__REQUIRED WORK__:
Find every line of the records that has "metal" and return it.

__GIVEN INFORMATION__:

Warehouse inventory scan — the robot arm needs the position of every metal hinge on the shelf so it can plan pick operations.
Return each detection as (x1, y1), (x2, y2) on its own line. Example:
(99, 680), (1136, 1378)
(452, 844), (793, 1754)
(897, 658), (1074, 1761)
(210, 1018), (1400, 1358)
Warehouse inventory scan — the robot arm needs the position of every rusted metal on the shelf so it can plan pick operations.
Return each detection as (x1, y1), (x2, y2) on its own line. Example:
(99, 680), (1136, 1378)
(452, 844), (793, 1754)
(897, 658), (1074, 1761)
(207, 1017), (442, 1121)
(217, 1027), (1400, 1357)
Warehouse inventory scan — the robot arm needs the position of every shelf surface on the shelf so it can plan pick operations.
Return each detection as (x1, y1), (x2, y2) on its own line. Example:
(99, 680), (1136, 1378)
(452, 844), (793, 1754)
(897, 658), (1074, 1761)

--

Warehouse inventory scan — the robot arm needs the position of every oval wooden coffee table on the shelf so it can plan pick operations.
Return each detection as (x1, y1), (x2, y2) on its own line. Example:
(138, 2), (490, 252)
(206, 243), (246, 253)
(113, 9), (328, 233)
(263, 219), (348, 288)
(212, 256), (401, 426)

...

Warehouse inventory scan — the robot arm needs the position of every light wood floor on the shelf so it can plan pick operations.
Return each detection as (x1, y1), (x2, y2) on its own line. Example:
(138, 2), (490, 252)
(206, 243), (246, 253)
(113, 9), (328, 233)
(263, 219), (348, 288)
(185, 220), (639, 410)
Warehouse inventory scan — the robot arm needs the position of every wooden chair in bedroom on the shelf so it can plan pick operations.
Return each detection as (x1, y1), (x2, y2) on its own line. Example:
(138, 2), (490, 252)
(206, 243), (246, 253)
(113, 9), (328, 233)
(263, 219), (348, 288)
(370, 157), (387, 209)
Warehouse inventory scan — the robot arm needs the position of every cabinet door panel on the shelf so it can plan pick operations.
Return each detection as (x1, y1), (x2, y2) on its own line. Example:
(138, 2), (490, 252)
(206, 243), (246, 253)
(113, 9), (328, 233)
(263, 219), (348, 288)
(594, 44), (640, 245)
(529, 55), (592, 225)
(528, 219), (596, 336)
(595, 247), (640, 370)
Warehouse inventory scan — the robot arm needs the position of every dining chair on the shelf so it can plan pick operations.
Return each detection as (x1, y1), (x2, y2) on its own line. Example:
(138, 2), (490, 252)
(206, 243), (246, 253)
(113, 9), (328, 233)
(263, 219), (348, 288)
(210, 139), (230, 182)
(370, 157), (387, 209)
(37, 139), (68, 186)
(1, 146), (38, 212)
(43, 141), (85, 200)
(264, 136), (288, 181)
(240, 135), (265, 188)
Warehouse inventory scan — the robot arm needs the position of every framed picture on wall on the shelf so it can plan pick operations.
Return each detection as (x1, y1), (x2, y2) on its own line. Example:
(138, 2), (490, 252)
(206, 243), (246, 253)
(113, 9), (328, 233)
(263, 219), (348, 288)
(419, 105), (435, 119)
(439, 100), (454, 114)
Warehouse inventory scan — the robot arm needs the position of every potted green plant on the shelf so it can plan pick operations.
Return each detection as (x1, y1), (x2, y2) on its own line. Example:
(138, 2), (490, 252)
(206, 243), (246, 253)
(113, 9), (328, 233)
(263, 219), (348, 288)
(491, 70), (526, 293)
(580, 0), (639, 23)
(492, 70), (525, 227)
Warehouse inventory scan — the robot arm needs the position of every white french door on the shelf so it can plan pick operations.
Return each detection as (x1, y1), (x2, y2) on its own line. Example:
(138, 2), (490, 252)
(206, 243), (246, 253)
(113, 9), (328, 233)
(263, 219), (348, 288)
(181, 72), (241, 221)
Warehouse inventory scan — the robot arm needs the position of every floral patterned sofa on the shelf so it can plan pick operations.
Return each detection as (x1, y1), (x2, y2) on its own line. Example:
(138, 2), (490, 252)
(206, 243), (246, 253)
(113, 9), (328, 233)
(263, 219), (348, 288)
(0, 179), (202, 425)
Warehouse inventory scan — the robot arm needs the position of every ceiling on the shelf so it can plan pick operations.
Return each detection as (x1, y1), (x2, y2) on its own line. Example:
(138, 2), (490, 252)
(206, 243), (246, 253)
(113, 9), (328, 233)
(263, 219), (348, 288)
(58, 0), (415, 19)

__TASK ANSWER__:
Warehouse inventory scan — the robot arm needs the position of every metal hinge on the shelf so it can plan pick operations.
Warehouse inventory scan — the robot arm needs the position of every rusted metal on the shelf so it can plan pick operations.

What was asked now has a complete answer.